## [Record excerpts]
[Start of Attachment]

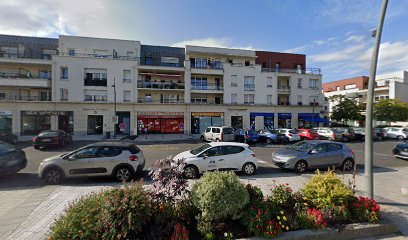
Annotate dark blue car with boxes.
[234,129,259,143]
[257,129,288,144]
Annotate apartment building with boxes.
[0,34,325,140]
[323,71,408,125]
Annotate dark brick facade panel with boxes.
[322,76,369,92]
[255,51,306,70]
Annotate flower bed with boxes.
[48,159,382,240]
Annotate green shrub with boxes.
[350,196,381,223]
[192,171,249,222]
[302,170,354,210]
[245,184,264,205]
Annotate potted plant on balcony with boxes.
[152,80,158,89]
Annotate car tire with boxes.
[327,137,333,141]
[397,135,404,140]
[266,138,272,144]
[294,160,308,173]
[183,165,199,179]
[341,158,354,171]
[200,136,205,142]
[342,136,349,142]
[114,166,133,182]
[43,167,63,184]
[242,162,256,175]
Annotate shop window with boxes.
[21,113,51,135]
[87,115,103,135]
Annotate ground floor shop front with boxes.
[0,102,325,140]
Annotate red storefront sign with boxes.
[138,112,184,134]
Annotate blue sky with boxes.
[0,0,407,82]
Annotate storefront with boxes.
[58,112,74,133]
[138,112,184,134]
[115,112,130,135]
[278,113,292,129]
[250,112,274,130]
[87,115,103,135]
[298,113,329,128]
[191,112,224,134]
[0,110,12,133]
[21,111,74,136]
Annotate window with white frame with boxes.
[84,90,107,102]
[267,77,273,88]
[309,79,318,89]
[344,84,356,90]
[123,70,131,82]
[231,94,237,104]
[191,77,208,90]
[231,75,237,87]
[84,69,107,81]
[94,49,109,58]
[244,76,255,91]
[297,78,302,88]
[267,95,273,105]
[244,94,255,104]
[60,89,68,101]
[191,98,207,104]
[61,67,68,79]
[123,90,131,102]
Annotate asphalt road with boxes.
[1,139,407,189]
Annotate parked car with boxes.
[277,129,301,142]
[234,129,260,143]
[0,141,27,175]
[383,127,408,140]
[353,127,365,140]
[374,128,386,141]
[33,130,72,149]
[257,129,288,144]
[297,128,319,140]
[0,132,18,145]
[201,126,235,142]
[332,127,356,142]
[271,140,355,173]
[392,141,408,160]
[173,142,258,178]
[38,141,145,184]
[314,127,342,141]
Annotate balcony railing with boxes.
[244,84,255,91]
[141,57,184,67]
[0,49,57,60]
[244,101,255,105]
[0,94,51,101]
[278,102,291,106]
[137,98,185,104]
[191,62,223,70]
[190,100,222,105]
[277,86,291,93]
[191,84,223,91]
[262,67,321,75]
[84,78,107,86]
[84,95,107,102]
[0,71,51,80]
[59,52,139,61]
[138,80,185,90]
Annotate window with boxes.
[309,79,318,89]
[327,143,342,152]
[205,128,211,133]
[312,143,328,153]
[297,95,302,104]
[231,75,237,87]
[267,95,273,105]
[203,146,224,157]
[224,146,245,155]
[61,67,68,79]
[39,70,50,79]
[71,147,99,159]
[212,128,221,133]
[87,115,103,135]
[374,96,380,101]
[275,62,281,72]
[297,78,302,88]
[123,90,131,102]
[244,94,255,104]
[97,147,122,157]
[336,86,340,91]
[0,93,5,100]
[191,77,208,90]
[84,90,107,102]
[123,70,131,82]
[94,49,108,58]
[244,76,255,91]
[21,112,51,135]
[127,51,134,59]
[191,98,207,104]
[68,49,75,56]
[245,60,250,66]
[231,94,237,104]
[60,89,68,101]
[345,84,357,90]
[267,77,273,88]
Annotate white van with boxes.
[201,126,235,142]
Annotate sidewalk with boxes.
[134,134,199,143]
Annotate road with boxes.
[1,139,407,189]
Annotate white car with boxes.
[173,142,258,178]
[201,126,235,142]
[278,129,301,142]
[383,127,408,140]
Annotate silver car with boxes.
[38,142,145,184]
[271,140,355,173]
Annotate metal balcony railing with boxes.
[191,62,223,70]
[262,67,321,75]
[0,71,51,80]
[0,94,51,101]
[278,101,291,106]
[244,84,255,91]
[191,84,223,91]
[137,98,185,104]
[277,86,291,93]
[0,49,56,60]
[59,52,139,61]
[84,96,107,102]
[138,80,185,90]
[190,100,222,105]
[84,78,107,86]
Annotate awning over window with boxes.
[301,117,330,123]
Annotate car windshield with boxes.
[288,129,297,134]
[262,130,272,134]
[287,141,316,152]
[38,131,58,137]
[190,144,211,155]
[223,128,234,134]
[333,128,344,133]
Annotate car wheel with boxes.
[266,138,272,144]
[200,136,205,142]
[341,158,354,171]
[44,168,63,184]
[183,165,198,179]
[114,166,133,182]
[327,137,333,141]
[294,160,308,173]
[242,162,256,175]
[397,135,404,140]
[342,136,349,142]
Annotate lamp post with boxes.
[112,77,117,139]
[311,93,320,128]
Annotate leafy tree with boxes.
[329,95,364,124]
[373,99,408,124]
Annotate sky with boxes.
[0,0,407,82]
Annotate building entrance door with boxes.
[231,116,243,130]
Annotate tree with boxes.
[329,95,364,124]
[373,99,408,124]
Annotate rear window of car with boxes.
[38,131,58,137]
[289,130,297,134]
[128,145,141,154]
[212,128,221,133]
[222,128,234,134]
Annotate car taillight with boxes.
[251,153,256,157]
[129,155,138,161]
[332,133,336,138]
[288,134,292,137]
[33,137,38,142]
[350,149,354,155]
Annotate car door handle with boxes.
[218,159,224,161]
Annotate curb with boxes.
[241,218,400,240]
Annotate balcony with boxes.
[0,71,51,88]
[84,95,107,102]
[0,49,56,60]
[191,84,224,91]
[0,94,51,101]
[262,67,321,75]
[137,80,185,90]
[191,99,223,105]
[278,102,291,106]
[277,86,291,93]
[244,84,255,91]
[84,78,107,87]
[137,98,185,104]
[244,101,255,105]
[59,52,139,61]
[140,57,184,67]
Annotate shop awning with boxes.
[250,112,274,118]
[278,113,292,119]
[301,117,330,123]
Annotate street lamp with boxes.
[311,93,320,128]
[112,77,117,139]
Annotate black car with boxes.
[392,141,408,160]
[33,130,72,149]
[0,141,27,175]
[0,132,18,145]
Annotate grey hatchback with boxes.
[271,140,355,173]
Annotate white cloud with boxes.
[345,35,365,43]
[171,37,255,50]
[309,44,368,62]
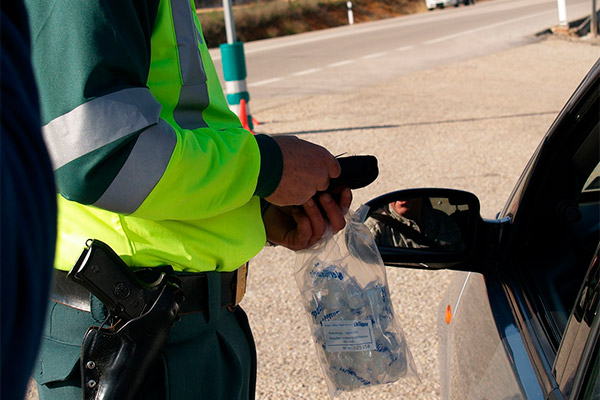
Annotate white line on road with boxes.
[362,52,387,59]
[249,77,283,87]
[240,2,563,88]
[208,0,557,60]
[328,60,355,68]
[292,68,322,76]
[424,9,553,44]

[End of Attachment]

## [Task objective]
Leave out the pictures. Transcribe the rest of the listing above exactly.

## [Response area]
Annotate dark blue car with boxes.
[234,129,259,143]
[257,129,288,144]
Annotate apartment building with boxes.
[0,34,325,140]
[323,71,408,125]
Annotate dark brick facade panel with boxes.
[322,76,369,92]
[255,51,306,70]
Annotate flower bed with boxes.
[48,159,382,240]
Annotate green shrub with boxes.
[350,196,381,223]
[192,171,249,222]
[302,170,354,210]
[245,184,264,205]
Annotate potted plant on balcony with boxes.
[152,80,158,89]
Annotate car tire with boxes.
[327,137,333,141]
[397,135,404,140]
[266,138,272,144]
[294,160,308,173]
[183,165,199,179]
[341,158,354,171]
[200,136,205,142]
[342,136,349,142]
[114,166,133,182]
[43,167,63,184]
[242,162,256,175]
Annotate shop window with boxes.
[21,113,51,135]
[87,115,103,135]
Annotate ground floor shop front with boxes.
[0,102,325,140]
Annotate red storefront sign with boxes.
[138,112,184,134]
Annotate blue sky with boxes.
[0,0,407,82]
Annotate storefront with boxes.
[58,112,74,133]
[138,112,184,134]
[115,112,130,135]
[278,113,292,129]
[250,112,274,130]
[87,115,103,135]
[298,113,329,128]
[191,112,224,134]
[0,110,12,133]
[21,111,74,136]
Annotate window with white frame with boxes.
[84,90,107,102]
[267,77,273,88]
[309,79,318,89]
[344,84,356,90]
[123,70,131,82]
[231,94,237,104]
[191,77,208,90]
[231,75,237,87]
[84,69,107,81]
[94,49,109,58]
[244,76,255,91]
[297,78,302,88]
[267,95,273,105]
[244,94,255,104]
[60,89,68,101]
[191,98,207,104]
[61,67,68,79]
[123,90,131,102]
Annotate asphalt road with boxes.
[1,139,407,189]
Annotate parked car with boxes.
[277,129,301,142]
[234,129,260,143]
[0,141,27,175]
[383,127,408,140]
[353,127,365,140]
[374,128,386,141]
[33,130,72,149]
[257,129,288,144]
[297,128,319,140]
[0,132,18,145]
[201,126,235,142]
[332,127,356,142]
[271,140,355,173]
[392,141,408,160]
[173,142,258,178]
[38,141,145,184]
[314,127,342,141]
Annotate balcony railing with boxes.
[244,84,255,91]
[141,57,184,67]
[0,49,57,60]
[244,101,255,105]
[0,94,51,101]
[278,102,291,106]
[137,98,185,104]
[191,62,223,70]
[190,100,222,105]
[277,86,291,93]
[191,84,223,91]
[262,67,321,75]
[84,78,107,86]
[84,95,107,102]
[0,71,51,80]
[59,52,139,61]
[138,80,185,90]
Annotate window with boxes.
[309,79,318,89]
[327,143,342,152]
[205,128,211,133]
[312,143,328,153]
[297,95,302,104]
[231,75,237,87]
[267,95,273,105]
[203,146,224,157]
[224,146,245,155]
[61,67,68,79]
[39,70,50,79]
[71,147,99,159]
[212,128,221,133]
[87,115,103,135]
[374,96,380,101]
[275,62,281,72]
[297,78,302,88]
[123,90,131,102]
[244,94,255,104]
[97,147,122,157]
[336,86,340,91]
[0,93,5,100]
[191,77,208,90]
[84,90,107,102]
[123,70,131,82]
[94,49,108,58]
[244,76,255,91]
[21,112,51,135]
[127,51,134,59]
[191,98,207,104]
[68,49,75,56]
[245,60,250,66]
[231,94,237,104]
[60,89,68,101]
[345,84,357,90]
[267,77,273,88]
Annotate white van with boxes.
[201,126,235,142]
Annotate sidewalk with boxes.
[134,134,199,143]
Annotate road with boxes.
[1,139,407,189]
Annotate white car with boxes.
[173,142,258,178]
[201,126,235,142]
[278,129,301,142]
[383,127,408,140]
Annotate silver car with boxes.
[38,142,145,184]
[271,140,355,173]
Annotate metal balcony railing with boxes.
[191,62,223,70]
[262,67,321,75]
[0,71,51,80]
[0,94,51,101]
[278,101,291,106]
[244,84,255,91]
[191,84,223,91]
[137,98,185,104]
[277,86,291,93]
[0,49,56,60]
[59,52,139,61]
[84,96,107,102]
[138,80,185,90]
[190,100,222,105]
[84,78,107,86]
Annotate awning over window with boxes.
[301,117,330,123]
Annotate car windshield with boxes.
[288,129,297,134]
[262,130,272,134]
[287,141,316,152]
[38,131,58,137]
[190,144,211,155]
[223,128,234,134]
[333,128,344,133]
Annotate car wheel with boxes.
[266,138,272,144]
[200,136,205,142]
[341,158,354,171]
[44,168,63,184]
[183,165,198,179]
[114,166,133,182]
[327,137,333,141]
[294,160,308,173]
[242,162,256,175]
[397,135,404,140]
[342,136,349,142]
Annotate lamp post with boxes.
[112,77,117,139]
[311,93,320,128]
Annotate leafy tree with boxes.
[329,95,364,124]
[373,99,408,124]
Annotate sky with boxes.
[0,0,407,82]
Annotate building entrance door with boxes.
[231,116,243,130]
Annotate tree with boxes.
[329,95,364,124]
[373,99,408,124]
Annotate rear window of car with boxes.
[38,131,58,137]
[289,130,297,134]
[128,145,141,154]
[212,128,221,133]
[222,128,234,134]
Annotate car taillight with boxes.
[251,153,256,157]
[129,155,138,161]
[332,133,336,138]
[288,134,292,137]
[33,137,38,142]
[350,149,354,155]
Annotate car door handle with boxes.
[218,159,224,161]
Annotate curb with boxes.
[241,218,400,240]
Annotate balcony with boxes.
[0,71,51,88]
[84,95,107,102]
[0,49,56,60]
[191,84,224,91]
[0,94,51,101]
[262,67,321,75]
[137,80,185,90]
[191,99,223,105]
[278,102,291,106]
[277,86,291,93]
[244,84,255,91]
[84,78,107,87]
[137,98,185,104]
[244,101,255,105]
[59,52,139,61]
[140,57,184,67]
Annotate shop awning with boxes.
[250,112,274,118]
[278,113,292,119]
[301,117,330,123]
Annotate street lamp with boxes.
[311,93,320,128]
[112,77,117,139]
Annotate black car with boxes.
[392,141,408,160]
[33,130,72,149]
[0,141,27,175]
[0,132,18,145]
Annotate grey hatchback with boxes.
[271,140,355,173]
Annotate white cloud with boxes.
[345,35,365,43]
[171,37,255,50]
[309,44,368,62]
Annotate white line on road with boxes.
[362,52,387,59]
[249,77,283,87]
[240,2,563,88]
[208,0,557,60]
[328,60,355,68]
[292,68,322,76]
[424,9,553,44]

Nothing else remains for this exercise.